> Task statement: Pictures within the data are to be left out; everything else must be reproduced exactly.

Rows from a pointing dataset
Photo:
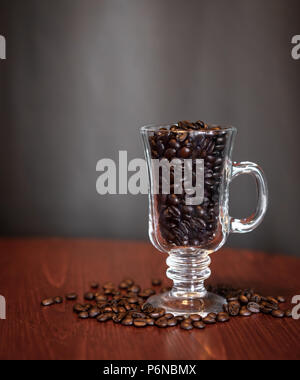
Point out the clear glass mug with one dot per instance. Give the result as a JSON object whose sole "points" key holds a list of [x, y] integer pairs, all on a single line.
{"points": [[187, 232]]}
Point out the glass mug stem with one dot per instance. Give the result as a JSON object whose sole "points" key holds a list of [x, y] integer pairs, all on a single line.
{"points": [[188, 273]]}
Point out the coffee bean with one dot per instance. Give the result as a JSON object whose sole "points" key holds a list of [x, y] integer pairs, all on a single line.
{"points": [[243, 299], [254, 307], [140, 323], [58, 299], [94, 312], [278, 313], [94, 285], [104, 317], [71, 296], [186, 325], [47, 302], [157, 281], [223, 317], [195, 317], [244, 312], [172, 322], [289, 313], [233, 308], [161, 322], [127, 321], [117, 318], [199, 325], [281, 299], [89, 296], [83, 315]]}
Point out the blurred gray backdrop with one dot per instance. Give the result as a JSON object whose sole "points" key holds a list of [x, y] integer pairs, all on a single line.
{"points": [[81, 76]]}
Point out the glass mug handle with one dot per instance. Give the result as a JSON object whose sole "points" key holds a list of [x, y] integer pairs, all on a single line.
{"points": [[253, 221]]}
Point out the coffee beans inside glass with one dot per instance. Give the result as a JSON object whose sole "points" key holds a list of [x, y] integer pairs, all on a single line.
{"points": [[190, 169]]}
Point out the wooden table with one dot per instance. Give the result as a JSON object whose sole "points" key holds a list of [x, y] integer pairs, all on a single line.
{"points": [[33, 269]]}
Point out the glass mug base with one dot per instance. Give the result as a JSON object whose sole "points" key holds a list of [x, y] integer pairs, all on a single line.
{"points": [[185, 305]]}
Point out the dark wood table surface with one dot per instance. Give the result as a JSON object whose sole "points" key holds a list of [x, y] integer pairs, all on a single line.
{"points": [[31, 269]]}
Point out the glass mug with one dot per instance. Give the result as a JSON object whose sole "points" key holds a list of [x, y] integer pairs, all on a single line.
{"points": [[187, 232]]}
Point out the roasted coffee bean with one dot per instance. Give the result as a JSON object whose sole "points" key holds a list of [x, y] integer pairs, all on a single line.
{"points": [[244, 312], [209, 320], [233, 308], [89, 296], [255, 298], [123, 285], [222, 317], [83, 315], [266, 310], [94, 312], [195, 317], [134, 289], [157, 281], [127, 321], [172, 322], [108, 285], [272, 301], [243, 299], [117, 318], [186, 325], [107, 309], [140, 323], [78, 308], [147, 308], [278, 313], [94, 285], [47, 302], [161, 322], [71, 296], [281, 299], [289, 313], [150, 321], [58, 299], [199, 325], [101, 298], [212, 315], [104, 317], [157, 313], [254, 307]]}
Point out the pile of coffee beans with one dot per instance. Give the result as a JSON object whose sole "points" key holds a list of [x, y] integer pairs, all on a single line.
{"points": [[126, 304], [181, 224]]}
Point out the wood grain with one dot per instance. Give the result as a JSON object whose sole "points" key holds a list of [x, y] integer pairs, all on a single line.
{"points": [[32, 269]]}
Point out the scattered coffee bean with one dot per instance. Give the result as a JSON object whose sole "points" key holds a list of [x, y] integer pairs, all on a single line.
{"points": [[47, 302], [244, 312], [172, 322], [58, 299], [89, 296], [199, 325], [186, 325], [254, 307], [94, 285], [139, 323], [222, 317], [281, 299], [289, 313], [83, 315], [278, 313], [94, 312], [209, 320], [195, 317], [71, 296]]}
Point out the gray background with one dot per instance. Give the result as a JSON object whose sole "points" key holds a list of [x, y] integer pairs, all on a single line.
{"points": [[82, 76]]}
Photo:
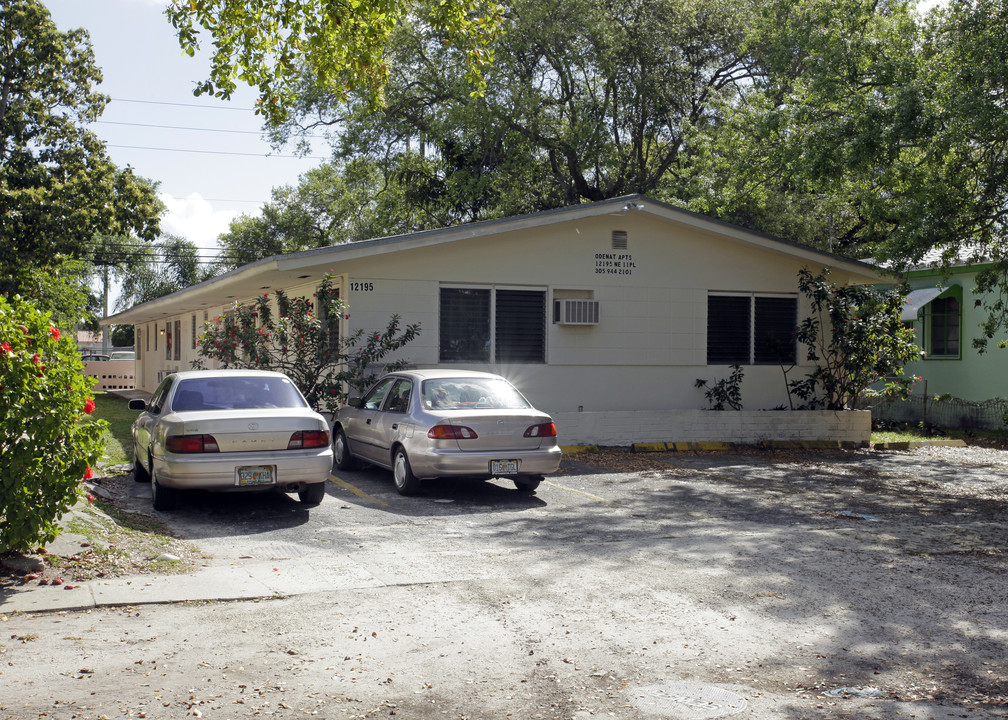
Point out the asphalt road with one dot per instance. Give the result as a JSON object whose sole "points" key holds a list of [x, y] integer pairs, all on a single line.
{"points": [[788, 586]]}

> Answer to this exercise:
Photo:
Point out the clear glass mug with one dot per instance. Give the result as a JSON object whose sole "points" key holds a list of [x, y] integer pairs, all on a single line.
{"points": [[187, 232]]}
Point out the glass mug stem with one dot per instance. Give the result as a JSON object whose sole "points" key holds a list of [x, y] integer pairs, all on a single line.
{"points": [[188, 273]]}
Point out the coffee bean with one dot per instance. Give the result as a JSON object whose sole "points" key holds a list of [x, y] integer pairs, all on a single line.
{"points": [[243, 299], [254, 307], [140, 323], [58, 299], [94, 312], [278, 313], [94, 285], [104, 317], [71, 296], [186, 325], [47, 302], [157, 281], [223, 317], [195, 317], [244, 312], [172, 322], [289, 313], [233, 308], [161, 322], [127, 321], [117, 318], [199, 325], [281, 299], [89, 296], [83, 315]]}
Point out the blurred gray backdrop with one dot per instance. Give the result as a JSON object whose sole "points" key holds a list of [x, y] integer pairs, all on a single line.
{"points": [[81, 76]]}
Point out the glass mug handle with one dot per instance. Give the result as a JSON object whose sole "points" key holds a list of [x, y] integer pairs, all on a single line.
{"points": [[253, 221]]}
Point out the coffee beans inside glass with one dot per instance. Give the result as a JSON object whose sole "points" key holds a list of [x, y] integer pairs, all on a single line.
{"points": [[190, 169]]}
Point out the wooden table with one dot per instance. Give the result as a JSON object whose sole "points" key holds a list of [x, y] integer pairs, all on a single line.
{"points": [[33, 269]]}
Point out the glass mug base with one dot per instance. Give the result as a JSON object whose sole "points" key holds a list of [x, y] integer pairs, all on a single line.
{"points": [[185, 305]]}
Point out the dark wood table surface with one dot per instance. Give the result as a JSON object whose sole "points" key holds a list of [x, y] integer pairs, all on a single line.
{"points": [[31, 269]]}
Point out the glass mug with one dot per instance. Give the result as a JSON object whose sole "points" key holds a list of [x, y] integer pairs, all on a single line.
{"points": [[187, 232]]}
Point out the roasted coffee bean with one dot per instance. Give the result as a JSON object whose sole "points" key holds a list of [x, y] integer pairs, all on a single line.
{"points": [[244, 312], [209, 320], [233, 308], [89, 296], [255, 298], [123, 285], [222, 317], [83, 315], [266, 310], [94, 312], [195, 317], [134, 289], [157, 281], [127, 321], [172, 322], [108, 285], [272, 301], [243, 299], [117, 318], [186, 325], [107, 309], [140, 323], [78, 308], [147, 308], [278, 313], [94, 285], [47, 302], [161, 322], [71, 296], [281, 299], [289, 313], [150, 321], [58, 299], [199, 325], [101, 298], [212, 315], [104, 317], [157, 313], [254, 307]]}
Point out the pile of coffee beans with one dot per instance. Give the result as a JSON object whose sole "points" key holds a list of [x, y] integer pairs, all on a single line.
{"points": [[126, 304], [181, 224]]}
Point out the wood grain with one dot per instance. Give the result as a JSON object whose sole "points" key holds a list of [x, y] integer pairs, all on a single line.
{"points": [[32, 269]]}
Point out the scattered coffee bean with one dot per instance. Give the result as a JSON object whose sole "points" key holds a list of [x, y] integer pairs, all on a single line.
{"points": [[47, 302], [244, 312], [172, 322], [58, 299], [89, 296], [199, 325], [186, 325], [254, 307], [94, 285], [139, 323], [222, 317], [281, 299], [289, 313], [83, 315], [278, 313], [94, 312], [209, 320], [195, 317], [71, 296]]}
Point out the gray background with one dot per instance. Give the result as a JSON object whose sole "points" key holds a list of [x, y] integer pairs, all on a single line.
{"points": [[82, 76]]}
Photo:
Point out the asphalt road with one dot per instance. Give the result as a JSON object whose sole "points" key holds a list of [x, y] integer pairs, all on a single line.
{"points": [[788, 586]]}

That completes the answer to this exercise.